■ Extract:
Who REALLY Exploded Your Economy, Liberals Or Conservatives?

From Mark Levin’s Liberty and Tyranny, pages 67-71:

From where does the Statist acquire his clairvoyance in determining what is good for the public?  From his ideology.  The Statist is constantly manipulating public sentiment in a steady effort to disestablish the free market, as he pushes the nation down tyranny’s road.  He has built an enormous maze of government agencies and programs, which grow inexorably from year to year, and which intervene in and interfere with the free market.  And when the Statist’s central planners create economic perversions that are seriously detrimental to the public, he blames the free market and insists on seizing additional authority to correct the failures created at his own direction.

Consider the four basic events that led to the housing bust of 2008, which spread to the financial markets and beyond:

EVENT 1: In 1977, Congress passed the Community Reinvestment Act (CRA) to address alleged discrimination by banks in making loans to poor people and minorities in the inner cities (redlining).  The act provided that banks have “an affirmative obligation” to meet the credit needs of the communities in which they are chartered.1 In 1989, Congress amended the Home Mortgage Disclosure Act requiring banks to collect racial data on mortgage applications.2 University of Texas economics professor Stan Liebowitz has written that “minority mortgage applications were rejected more frequently than other applications, but the overwhelming reason wasn’t racial discrimination, but simply that minorities tend to have weaker finances.”3 Liebowitz also condemns a 1992 study conducted by the Boston Federal Reserve Bank that alleged systemic discrimination.  “That study was tremendously flawed.  A colleague and I … showed that the data it had used contained thousands of egregious typos, such as loans with negative interest rates.  Our study found no evidence of discrimination.”4 However, the study became the standard on which government policy was based.

In 1995, the Clinton administration’s Treasury Department issued regulations tracking loans by neighborhoods, income groups, and races to rate the performance of banks.  The ratings were used by regulators to determine whether the government would approve bank mergers, acquisitions, and new branches.5 The regulations also encouraged Statist-aligned groups, such as the Association of Community Organizations for Reform Now (ACORN) and the Neighborhood Assistance Corporation of America, to file petitions with regulators, or threaten to, to slow or even prevent banks from conducting their business by challenging the extent to which banks were issuing these loans.  With such powerful leverage over banks, some groups were able, in effect, to legally extort banks to make huge pools of money available to the groups, money they in turn used to make loans.  The banks and community groups issued loans to low-income individuals who often had bad credit or insufficient income.  And these loans, which became known as “subprime” loans, made available 100 percent financing, did not always require the use of credit scores, and were even made without documenting income.6 Therefore, the government insisted that banks, particularly those that wanted to expand, abandon traditional underwriting standards.  One estimate puts the figure of CRA-eligible loans at $4.5 trillion.7

EVENT 2: In 1992, the Department of Housing and Urban Development pressured two government-chartered corporations – known as Freddie Mac and Fannie Mae – to purchase (or “securitize”) large bundles of these loans for the conflicting purposes of diversifying the risks and making even more money available to banks to make further risky loans.  Congress also passed the Federal Housing Enterprises Financial Safety and Soundness Act, eventually mandating that these companies buy 45% of all loans from people of low and moderate incomes.8 Consequently, a SECONDARY MARKET was created for these loans.  And in 1995, the Treasury Department established the Community Development Financial Institutions Fund, which provided banks with tax dollars to encourage even more risky loans.

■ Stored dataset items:

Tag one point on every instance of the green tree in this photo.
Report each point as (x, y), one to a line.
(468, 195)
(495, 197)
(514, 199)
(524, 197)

■ What is needed: In the passage on the 2008 housing bust, repeat the text from "EVENT 2: In" up to and including "more risky loans.", swapping "bundles" for "packages".

■ Response below:
EVENT 2: In 1992, the Department of Housing and Urban Development pressured two government-chartered corporations – known as Freddie Mac and Fannie Mae – to purchase (or “securitize”) large packages of these loans for the conflicting purposes of diversifying the risks and making even more money available to banks to make further risky loans.  Congress also passed the Federal Housing Enterprises Financial Safety and Soundness Act, eventually mandating that these companies buy 45% of all loans from people of low and moderate incomes.8 Consequently, a SECONDARY MARKET was created for these loans.  And in 1995, the Treasury Department established the Community Development Financial Institutions Fund, which provided banks with tax dollars to encourage even more risky loans.